Return the records below from the line containing "One point rides on each instance of the light pole, each" onward, exactly, through and including the last line.

Pointing dataset records:
•••••

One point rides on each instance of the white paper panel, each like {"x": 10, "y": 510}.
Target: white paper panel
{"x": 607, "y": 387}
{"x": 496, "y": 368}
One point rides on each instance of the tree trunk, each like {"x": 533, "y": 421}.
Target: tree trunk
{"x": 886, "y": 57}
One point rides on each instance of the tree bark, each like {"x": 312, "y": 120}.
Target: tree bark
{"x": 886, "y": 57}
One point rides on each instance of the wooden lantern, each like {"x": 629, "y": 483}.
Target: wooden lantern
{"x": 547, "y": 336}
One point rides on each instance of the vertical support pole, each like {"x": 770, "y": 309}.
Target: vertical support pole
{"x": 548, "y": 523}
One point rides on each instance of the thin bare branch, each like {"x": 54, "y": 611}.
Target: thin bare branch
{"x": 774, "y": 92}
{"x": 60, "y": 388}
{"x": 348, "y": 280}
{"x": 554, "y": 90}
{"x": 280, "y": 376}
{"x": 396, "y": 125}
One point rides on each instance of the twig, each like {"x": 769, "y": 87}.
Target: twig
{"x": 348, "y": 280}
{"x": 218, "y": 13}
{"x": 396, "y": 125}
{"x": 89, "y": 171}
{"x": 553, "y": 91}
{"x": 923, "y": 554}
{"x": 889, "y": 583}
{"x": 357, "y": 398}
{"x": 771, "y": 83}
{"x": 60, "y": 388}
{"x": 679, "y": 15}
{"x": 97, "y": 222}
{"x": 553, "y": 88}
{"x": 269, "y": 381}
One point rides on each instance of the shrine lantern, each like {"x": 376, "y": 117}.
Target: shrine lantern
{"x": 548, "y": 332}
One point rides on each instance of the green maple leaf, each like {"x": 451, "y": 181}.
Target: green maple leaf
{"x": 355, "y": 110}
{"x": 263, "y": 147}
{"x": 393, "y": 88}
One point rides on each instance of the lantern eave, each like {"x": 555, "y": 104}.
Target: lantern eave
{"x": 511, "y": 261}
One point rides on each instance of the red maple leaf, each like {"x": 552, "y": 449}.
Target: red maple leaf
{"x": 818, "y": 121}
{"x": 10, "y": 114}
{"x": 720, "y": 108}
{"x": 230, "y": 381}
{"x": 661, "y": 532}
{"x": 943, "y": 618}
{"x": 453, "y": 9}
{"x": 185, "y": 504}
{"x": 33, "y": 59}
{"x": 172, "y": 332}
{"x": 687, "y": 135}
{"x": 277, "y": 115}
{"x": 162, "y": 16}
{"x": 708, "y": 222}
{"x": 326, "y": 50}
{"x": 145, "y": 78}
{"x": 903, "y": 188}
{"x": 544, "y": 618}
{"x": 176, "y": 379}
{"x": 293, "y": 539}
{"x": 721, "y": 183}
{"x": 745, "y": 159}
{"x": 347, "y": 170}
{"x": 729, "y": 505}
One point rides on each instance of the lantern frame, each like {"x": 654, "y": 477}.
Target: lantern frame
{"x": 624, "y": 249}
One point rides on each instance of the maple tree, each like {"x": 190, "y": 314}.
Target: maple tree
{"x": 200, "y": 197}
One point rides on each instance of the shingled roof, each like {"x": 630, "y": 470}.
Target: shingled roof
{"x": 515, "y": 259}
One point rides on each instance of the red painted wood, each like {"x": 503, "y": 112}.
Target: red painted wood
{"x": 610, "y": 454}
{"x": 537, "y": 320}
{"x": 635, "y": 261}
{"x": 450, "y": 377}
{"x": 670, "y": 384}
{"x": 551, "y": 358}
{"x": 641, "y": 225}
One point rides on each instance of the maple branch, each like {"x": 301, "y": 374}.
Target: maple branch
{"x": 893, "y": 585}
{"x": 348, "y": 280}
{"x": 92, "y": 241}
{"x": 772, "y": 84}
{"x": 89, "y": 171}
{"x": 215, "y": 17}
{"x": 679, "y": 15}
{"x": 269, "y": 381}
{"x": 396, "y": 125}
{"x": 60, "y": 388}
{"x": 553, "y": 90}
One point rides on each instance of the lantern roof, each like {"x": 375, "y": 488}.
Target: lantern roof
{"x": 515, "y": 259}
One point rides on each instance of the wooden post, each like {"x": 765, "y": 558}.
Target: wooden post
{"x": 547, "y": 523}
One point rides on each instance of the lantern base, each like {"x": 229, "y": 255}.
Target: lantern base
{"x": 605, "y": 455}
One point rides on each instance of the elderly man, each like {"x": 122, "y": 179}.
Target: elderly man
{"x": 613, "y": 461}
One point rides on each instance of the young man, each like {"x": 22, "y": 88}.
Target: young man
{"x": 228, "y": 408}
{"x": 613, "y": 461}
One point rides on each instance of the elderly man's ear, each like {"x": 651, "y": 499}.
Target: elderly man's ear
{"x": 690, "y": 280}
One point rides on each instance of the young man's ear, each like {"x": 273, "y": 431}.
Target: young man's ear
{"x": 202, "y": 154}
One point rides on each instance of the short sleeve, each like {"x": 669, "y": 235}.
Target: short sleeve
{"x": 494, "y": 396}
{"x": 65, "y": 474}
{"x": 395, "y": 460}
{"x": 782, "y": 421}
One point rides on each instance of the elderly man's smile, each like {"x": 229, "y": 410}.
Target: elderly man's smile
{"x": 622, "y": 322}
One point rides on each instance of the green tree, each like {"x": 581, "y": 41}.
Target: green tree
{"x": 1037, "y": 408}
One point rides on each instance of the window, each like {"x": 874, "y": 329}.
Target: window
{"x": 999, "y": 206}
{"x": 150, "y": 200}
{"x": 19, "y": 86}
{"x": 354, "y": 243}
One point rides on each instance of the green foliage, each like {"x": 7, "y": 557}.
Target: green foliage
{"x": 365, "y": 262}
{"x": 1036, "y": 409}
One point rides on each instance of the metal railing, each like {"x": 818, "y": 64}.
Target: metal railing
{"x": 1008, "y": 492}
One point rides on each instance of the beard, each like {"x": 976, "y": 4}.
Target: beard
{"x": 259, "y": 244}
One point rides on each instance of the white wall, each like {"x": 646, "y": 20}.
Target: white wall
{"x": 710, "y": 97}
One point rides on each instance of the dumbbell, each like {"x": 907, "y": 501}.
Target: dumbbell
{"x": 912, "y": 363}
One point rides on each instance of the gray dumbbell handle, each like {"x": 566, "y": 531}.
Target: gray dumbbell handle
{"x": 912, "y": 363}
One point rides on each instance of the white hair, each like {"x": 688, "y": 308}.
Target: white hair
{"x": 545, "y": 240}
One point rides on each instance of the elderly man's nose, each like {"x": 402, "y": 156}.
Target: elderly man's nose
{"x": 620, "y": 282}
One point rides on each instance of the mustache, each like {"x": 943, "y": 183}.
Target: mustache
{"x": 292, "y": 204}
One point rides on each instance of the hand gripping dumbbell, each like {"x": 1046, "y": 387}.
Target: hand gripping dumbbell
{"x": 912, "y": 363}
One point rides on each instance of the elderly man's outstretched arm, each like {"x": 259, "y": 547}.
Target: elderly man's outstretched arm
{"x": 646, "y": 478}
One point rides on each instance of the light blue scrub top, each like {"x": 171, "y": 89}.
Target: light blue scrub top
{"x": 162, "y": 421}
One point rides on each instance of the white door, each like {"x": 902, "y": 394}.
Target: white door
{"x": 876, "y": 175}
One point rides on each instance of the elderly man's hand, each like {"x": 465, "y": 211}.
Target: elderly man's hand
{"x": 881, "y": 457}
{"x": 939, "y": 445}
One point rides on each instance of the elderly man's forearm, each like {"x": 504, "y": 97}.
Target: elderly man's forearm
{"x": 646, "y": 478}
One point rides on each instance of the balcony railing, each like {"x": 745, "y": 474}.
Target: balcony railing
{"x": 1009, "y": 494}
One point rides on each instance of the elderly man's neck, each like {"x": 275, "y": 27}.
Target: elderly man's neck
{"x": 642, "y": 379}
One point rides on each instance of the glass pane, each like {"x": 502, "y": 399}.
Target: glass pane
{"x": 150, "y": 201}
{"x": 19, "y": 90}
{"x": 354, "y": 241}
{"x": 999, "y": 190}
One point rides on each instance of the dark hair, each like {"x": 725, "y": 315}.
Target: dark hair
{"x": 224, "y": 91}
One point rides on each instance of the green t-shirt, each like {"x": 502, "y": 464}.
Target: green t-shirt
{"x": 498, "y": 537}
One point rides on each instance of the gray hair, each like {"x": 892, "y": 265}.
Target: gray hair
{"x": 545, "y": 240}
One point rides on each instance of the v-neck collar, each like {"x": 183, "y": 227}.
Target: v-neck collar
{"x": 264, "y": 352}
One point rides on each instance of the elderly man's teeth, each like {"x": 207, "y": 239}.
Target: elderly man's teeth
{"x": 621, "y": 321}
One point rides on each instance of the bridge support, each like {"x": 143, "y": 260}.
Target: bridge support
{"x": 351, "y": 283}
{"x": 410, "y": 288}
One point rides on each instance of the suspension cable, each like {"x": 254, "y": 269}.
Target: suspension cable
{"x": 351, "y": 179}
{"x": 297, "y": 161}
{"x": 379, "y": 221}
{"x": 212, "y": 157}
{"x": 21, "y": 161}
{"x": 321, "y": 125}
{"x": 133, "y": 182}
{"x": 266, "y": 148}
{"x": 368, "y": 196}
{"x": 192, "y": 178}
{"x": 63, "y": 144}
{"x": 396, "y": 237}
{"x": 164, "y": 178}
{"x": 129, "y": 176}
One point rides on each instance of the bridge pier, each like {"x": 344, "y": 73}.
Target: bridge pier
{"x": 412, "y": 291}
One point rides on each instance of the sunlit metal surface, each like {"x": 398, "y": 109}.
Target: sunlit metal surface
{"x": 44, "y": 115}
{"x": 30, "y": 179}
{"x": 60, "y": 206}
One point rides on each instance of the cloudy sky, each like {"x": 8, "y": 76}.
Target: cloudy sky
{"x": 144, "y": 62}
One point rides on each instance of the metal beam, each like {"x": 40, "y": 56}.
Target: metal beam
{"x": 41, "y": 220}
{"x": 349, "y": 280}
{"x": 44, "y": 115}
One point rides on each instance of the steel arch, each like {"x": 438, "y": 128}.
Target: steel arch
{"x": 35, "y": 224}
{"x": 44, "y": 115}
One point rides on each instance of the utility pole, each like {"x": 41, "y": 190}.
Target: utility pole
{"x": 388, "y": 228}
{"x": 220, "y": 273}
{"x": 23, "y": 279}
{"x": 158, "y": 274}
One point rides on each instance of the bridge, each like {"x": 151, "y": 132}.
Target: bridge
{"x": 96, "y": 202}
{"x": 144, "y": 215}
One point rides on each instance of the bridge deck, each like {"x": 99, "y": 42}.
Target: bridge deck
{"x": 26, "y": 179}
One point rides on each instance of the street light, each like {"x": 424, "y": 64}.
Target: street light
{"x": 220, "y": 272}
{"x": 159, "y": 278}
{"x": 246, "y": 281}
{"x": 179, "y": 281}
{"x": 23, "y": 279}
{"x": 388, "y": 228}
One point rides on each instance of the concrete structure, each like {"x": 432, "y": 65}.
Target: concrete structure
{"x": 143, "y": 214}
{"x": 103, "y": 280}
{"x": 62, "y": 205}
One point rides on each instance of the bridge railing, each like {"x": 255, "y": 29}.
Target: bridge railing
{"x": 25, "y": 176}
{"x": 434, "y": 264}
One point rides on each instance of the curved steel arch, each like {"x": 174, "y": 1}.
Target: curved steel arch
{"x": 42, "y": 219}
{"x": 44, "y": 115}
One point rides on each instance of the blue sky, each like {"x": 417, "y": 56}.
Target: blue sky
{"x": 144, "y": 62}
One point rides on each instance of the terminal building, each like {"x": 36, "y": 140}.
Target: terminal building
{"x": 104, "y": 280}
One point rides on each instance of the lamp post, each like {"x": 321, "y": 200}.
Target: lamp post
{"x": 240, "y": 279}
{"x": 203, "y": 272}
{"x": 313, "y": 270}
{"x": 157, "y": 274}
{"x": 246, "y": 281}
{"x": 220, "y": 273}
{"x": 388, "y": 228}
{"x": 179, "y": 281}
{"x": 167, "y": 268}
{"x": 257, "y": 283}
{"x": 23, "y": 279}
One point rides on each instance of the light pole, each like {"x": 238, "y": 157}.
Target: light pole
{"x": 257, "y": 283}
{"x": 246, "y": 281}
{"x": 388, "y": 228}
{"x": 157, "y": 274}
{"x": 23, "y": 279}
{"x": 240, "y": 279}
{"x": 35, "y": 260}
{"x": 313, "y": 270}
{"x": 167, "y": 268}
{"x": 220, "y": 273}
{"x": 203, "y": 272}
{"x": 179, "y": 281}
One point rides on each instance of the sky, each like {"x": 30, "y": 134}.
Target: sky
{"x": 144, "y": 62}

•••••

## ANSWER TO THIS PROBLEM
One point rides on each instance of the light pole, each like {"x": 238, "y": 157}.
Target: light pole
{"x": 257, "y": 283}
{"x": 246, "y": 281}
{"x": 388, "y": 228}
{"x": 157, "y": 274}
{"x": 23, "y": 279}
{"x": 240, "y": 279}
{"x": 35, "y": 260}
{"x": 313, "y": 270}
{"x": 167, "y": 268}
{"x": 220, "y": 273}
{"x": 203, "y": 272}
{"x": 179, "y": 281}
One point rides on each instance of the sky, each like {"x": 30, "y": 134}.
Target: sky
{"x": 144, "y": 62}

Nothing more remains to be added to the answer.